Rows from an object pointing dataset:
+ + + + +
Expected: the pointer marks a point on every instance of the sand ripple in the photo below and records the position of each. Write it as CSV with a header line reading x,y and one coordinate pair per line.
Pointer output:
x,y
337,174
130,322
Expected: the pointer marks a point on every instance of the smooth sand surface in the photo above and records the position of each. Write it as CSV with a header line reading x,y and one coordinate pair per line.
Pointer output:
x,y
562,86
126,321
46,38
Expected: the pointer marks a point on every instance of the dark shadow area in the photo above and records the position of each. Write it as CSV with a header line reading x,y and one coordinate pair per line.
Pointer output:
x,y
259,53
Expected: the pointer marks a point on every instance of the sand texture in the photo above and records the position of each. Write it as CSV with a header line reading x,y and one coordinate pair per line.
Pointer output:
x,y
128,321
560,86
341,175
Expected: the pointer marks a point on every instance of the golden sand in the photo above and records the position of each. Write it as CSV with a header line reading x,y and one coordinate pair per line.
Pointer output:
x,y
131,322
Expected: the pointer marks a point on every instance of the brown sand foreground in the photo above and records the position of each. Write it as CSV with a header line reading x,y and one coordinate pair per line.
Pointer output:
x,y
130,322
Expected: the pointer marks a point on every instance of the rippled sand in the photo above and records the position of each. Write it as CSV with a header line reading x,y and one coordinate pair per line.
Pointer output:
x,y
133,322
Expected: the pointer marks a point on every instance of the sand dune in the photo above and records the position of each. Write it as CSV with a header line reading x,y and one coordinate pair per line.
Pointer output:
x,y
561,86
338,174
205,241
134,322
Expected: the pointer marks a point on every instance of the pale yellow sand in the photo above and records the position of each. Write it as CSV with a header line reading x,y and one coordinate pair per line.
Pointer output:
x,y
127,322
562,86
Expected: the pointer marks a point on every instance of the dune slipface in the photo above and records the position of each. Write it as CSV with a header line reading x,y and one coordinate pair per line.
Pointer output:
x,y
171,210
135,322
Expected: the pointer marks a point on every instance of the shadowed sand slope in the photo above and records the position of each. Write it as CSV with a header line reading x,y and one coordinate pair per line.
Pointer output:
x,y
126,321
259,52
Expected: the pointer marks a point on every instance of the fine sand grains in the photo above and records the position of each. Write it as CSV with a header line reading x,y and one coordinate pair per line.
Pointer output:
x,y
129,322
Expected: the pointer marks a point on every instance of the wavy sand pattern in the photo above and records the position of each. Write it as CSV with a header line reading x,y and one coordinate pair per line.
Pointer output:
+ + + + +
Can you reproduce all of the lines above verbatim, from the first one through the last?

Expected: the pointer marks a point on every instance of the sand ripple in the photo below and records the position of each. Write it as CSV with a header line reading x,y and one coordinate pair per line.
Pointer output:
x,y
337,174
130,322
Expected: the pointer marks a point on every instance of the smooth sand surface in the photo above and records the position of each. Write it as CSV with a header line reading x,y and one coordinate pair per line.
Pointer output:
x,y
562,86
126,321
46,38
Expected: the pointer marks a point on every instance of the dark shadow area in the photo above and records the position of each. Write it as CSV with a header line reading x,y and one coordinate pair per line.
Pointer output:
x,y
259,53
Expected: the pointer marks a point on every instance of the sand texture in the photo above and records the position of each. Write it as CSV with a header line reading x,y and one coordinate pair per line.
Pointer output:
x,y
128,321
560,86
341,175
Expected: the pointer marks a point on every instance of the golden sand in the photo above and records the position of each. Write it as CSV with a header line reading x,y and one coordinate pair per line.
Pointer output:
x,y
131,322
Expected: the pointer marks a point on every instance of the brown sand foreground in the photo above and records the position of each. Write it as CSV with a header line reading x,y and one coordinate pair per line.
Pointer output:
x,y
130,322
Expected: the pointer marks a point on every instance of the rippled sand in the photo above and records the position of each. Write it as CSV with a header line reading x,y and one coordinate pair per line.
Pointer output:
x,y
133,322
Expected: the pointer marks a point on every instance of the sand dune in the photo above and records the position of each. Write it as CSV with a header line reading x,y and one coordinate pair per line.
Pointer output:
x,y
561,86
338,174
205,241
134,322
Expected: the pointer marks a point on every instance of the pale yellow sand in the photo above and records the position of each. Write it as CSV with a header line reading x,y and one coordinate pair per line.
Pointer output:
x,y
127,322
562,86
Expected: the pointer marks a point on every instance of the dune slipface in the photo above and records the position of each. Write it as CSV with a header line reading x,y and one coordinate pair per line.
Pointer output:
x,y
171,210
135,322
Expected: the pointer marks a point on every instance of the shadowed sand slope in the photo above and records the position of each. Write it as CSV with a header line reading x,y and one coordinate pair per line.
Pointer output:
x,y
126,321
259,52
Expected: the pointer marks a point on every instance of the fine sand grains in the photo above and records the position of each. Write it as CSV with a header line reading x,y and one coordinate pair per line.
Pointer output:
x,y
129,322
Expected: the pointer marks a point on every instance of the wavy sand pattern in the photo above and records the position of each. Write it as CSV with a header line reading x,y and one coordinate pair per line.
Pointer output:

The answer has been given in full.